Pictures in the data must not be copied, but everything else should be output exactly.
_ _ _ _ _
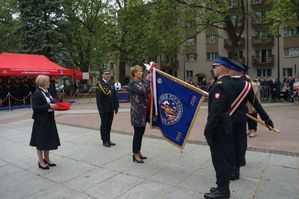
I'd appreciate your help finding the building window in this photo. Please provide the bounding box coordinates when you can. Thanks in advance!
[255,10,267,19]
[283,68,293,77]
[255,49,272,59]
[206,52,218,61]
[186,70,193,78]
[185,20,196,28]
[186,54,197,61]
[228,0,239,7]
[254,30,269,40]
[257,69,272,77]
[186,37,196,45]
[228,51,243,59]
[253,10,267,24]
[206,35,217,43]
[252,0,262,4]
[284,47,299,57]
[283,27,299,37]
_ _ _ _ _
EXERCISE SOLUTION:
I'd appreciate your help finding the building window in this photo. Please provide the bounding box coordinates when you can. Thanks in advance!
[255,10,267,19]
[283,68,293,77]
[255,49,272,59]
[206,52,218,61]
[186,70,193,78]
[185,20,196,28]
[186,54,197,61]
[228,0,239,7]
[254,30,269,40]
[257,69,272,77]
[186,37,196,45]
[228,51,243,59]
[253,10,267,24]
[206,35,217,43]
[252,0,262,4]
[284,47,299,57]
[283,27,299,37]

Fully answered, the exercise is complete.